# EXERCISE TASK
Please write out the following lines word for word, starting at the line that contains "Annotation task — tag the dirt" and ending at the line that contains "[(109, 120)]". Include both of those lines and nothing beyond them.

━━━ EXCERPTED RECORDS

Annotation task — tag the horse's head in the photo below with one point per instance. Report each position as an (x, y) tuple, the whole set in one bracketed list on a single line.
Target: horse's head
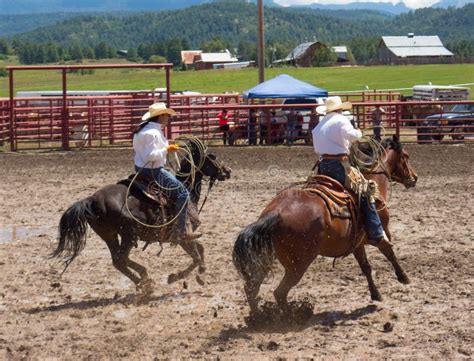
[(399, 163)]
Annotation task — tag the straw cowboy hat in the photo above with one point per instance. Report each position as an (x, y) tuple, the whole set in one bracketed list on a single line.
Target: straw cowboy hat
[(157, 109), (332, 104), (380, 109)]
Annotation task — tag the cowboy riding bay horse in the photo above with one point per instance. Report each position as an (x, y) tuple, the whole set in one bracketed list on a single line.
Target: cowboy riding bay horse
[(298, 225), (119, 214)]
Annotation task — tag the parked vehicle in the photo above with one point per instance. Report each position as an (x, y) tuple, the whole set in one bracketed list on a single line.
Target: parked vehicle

━━━━━━
━━━ EXCERPTED RECORDS

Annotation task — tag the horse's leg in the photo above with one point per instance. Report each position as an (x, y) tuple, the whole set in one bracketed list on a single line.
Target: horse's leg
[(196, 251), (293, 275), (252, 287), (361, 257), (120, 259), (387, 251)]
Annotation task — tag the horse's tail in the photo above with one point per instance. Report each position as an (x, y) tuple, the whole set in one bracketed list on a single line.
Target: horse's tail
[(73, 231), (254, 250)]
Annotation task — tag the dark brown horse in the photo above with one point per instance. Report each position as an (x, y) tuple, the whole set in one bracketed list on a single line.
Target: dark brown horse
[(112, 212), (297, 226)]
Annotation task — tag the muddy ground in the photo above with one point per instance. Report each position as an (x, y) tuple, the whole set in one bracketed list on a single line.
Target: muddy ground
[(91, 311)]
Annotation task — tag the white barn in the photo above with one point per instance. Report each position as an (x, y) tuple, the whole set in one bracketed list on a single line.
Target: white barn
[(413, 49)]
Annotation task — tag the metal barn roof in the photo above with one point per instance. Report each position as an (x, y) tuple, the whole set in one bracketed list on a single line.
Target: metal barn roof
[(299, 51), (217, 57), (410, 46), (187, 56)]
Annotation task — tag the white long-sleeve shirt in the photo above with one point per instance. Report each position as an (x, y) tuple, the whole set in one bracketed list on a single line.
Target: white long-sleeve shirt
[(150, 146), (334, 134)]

━━━━━━
━━━ EXCERPTED RECORDS

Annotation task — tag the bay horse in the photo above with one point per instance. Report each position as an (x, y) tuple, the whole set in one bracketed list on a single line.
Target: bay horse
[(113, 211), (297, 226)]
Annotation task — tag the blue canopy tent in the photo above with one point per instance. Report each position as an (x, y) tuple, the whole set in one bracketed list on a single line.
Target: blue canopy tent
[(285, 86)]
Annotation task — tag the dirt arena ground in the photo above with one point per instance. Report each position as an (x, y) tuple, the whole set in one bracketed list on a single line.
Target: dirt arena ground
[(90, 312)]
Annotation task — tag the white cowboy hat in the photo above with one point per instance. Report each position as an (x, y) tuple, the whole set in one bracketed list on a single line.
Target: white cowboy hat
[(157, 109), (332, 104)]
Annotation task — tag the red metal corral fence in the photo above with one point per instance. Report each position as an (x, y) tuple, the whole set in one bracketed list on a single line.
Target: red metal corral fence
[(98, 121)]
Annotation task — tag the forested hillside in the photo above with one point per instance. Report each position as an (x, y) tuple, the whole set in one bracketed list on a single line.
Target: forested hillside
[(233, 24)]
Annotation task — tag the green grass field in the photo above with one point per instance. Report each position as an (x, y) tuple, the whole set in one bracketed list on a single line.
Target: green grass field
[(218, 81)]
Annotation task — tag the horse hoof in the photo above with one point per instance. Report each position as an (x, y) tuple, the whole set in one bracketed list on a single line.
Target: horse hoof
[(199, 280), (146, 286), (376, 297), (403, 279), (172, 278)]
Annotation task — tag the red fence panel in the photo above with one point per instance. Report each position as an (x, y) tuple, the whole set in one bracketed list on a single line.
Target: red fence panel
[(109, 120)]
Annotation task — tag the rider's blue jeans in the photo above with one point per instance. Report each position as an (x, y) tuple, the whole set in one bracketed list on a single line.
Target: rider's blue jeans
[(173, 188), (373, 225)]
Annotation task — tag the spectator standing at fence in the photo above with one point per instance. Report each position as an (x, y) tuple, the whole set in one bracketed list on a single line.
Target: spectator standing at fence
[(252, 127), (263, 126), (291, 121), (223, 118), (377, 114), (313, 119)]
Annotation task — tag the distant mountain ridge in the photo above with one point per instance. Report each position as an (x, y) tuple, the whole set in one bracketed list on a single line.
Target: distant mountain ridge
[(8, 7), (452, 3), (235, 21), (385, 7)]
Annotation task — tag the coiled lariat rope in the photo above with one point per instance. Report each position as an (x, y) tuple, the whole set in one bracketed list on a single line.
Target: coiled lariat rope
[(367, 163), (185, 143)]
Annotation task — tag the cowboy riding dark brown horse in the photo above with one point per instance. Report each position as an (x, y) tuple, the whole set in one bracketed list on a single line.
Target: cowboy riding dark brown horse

━━━━━━

# RESULT OF THE TASK
Annotation task — tag the dirt arena ground in the photo above with one point per instance. Report each position as an (x, y) tuple, the whole set in one bracketed list on a single line.
Target: dirt arena ground
[(90, 312)]
Annotation task — tag the white cowboy hat in the photo above with one point per instance. Report each position as an (x, y) tuple, the whole set in one bracketed list on a single line.
Target: white cowboy hat
[(157, 109), (332, 104)]
Annotation task — tag the red metal corral fence in the photo above with one point per instance. Report each position as an (x, y) tuple, the whole set in one bracketed list on a single line.
Target: red metal corral fence
[(98, 121)]
Annotation task — tag the forested hillside in the photo above with one point per instance. Report each position as an (x, y) tuple, the whole set in one bracketed list on a single line.
Target: forested hillside
[(233, 24)]
Annotation task — tag the green grass field in the photo above with one point per instance. Report each position as an (x, y) tuple, the whole set in one bracketed list on a single line.
Target: green grass field
[(218, 81)]
Annotation task — tag the horse hoof in the photo above with one point per instance. Report each position as an (x, y) tuple, the whole set in one bracketed list on a single line.
Target: horse hoof
[(199, 280), (146, 286), (376, 297), (403, 279), (172, 278)]
Annotation task — tag the red fence panel in the photo above with one point per instance. Report each position as an (x, y) tuple, the whole set in one bracketed list on a single line.
Target: red fence panel
[(109, 120)]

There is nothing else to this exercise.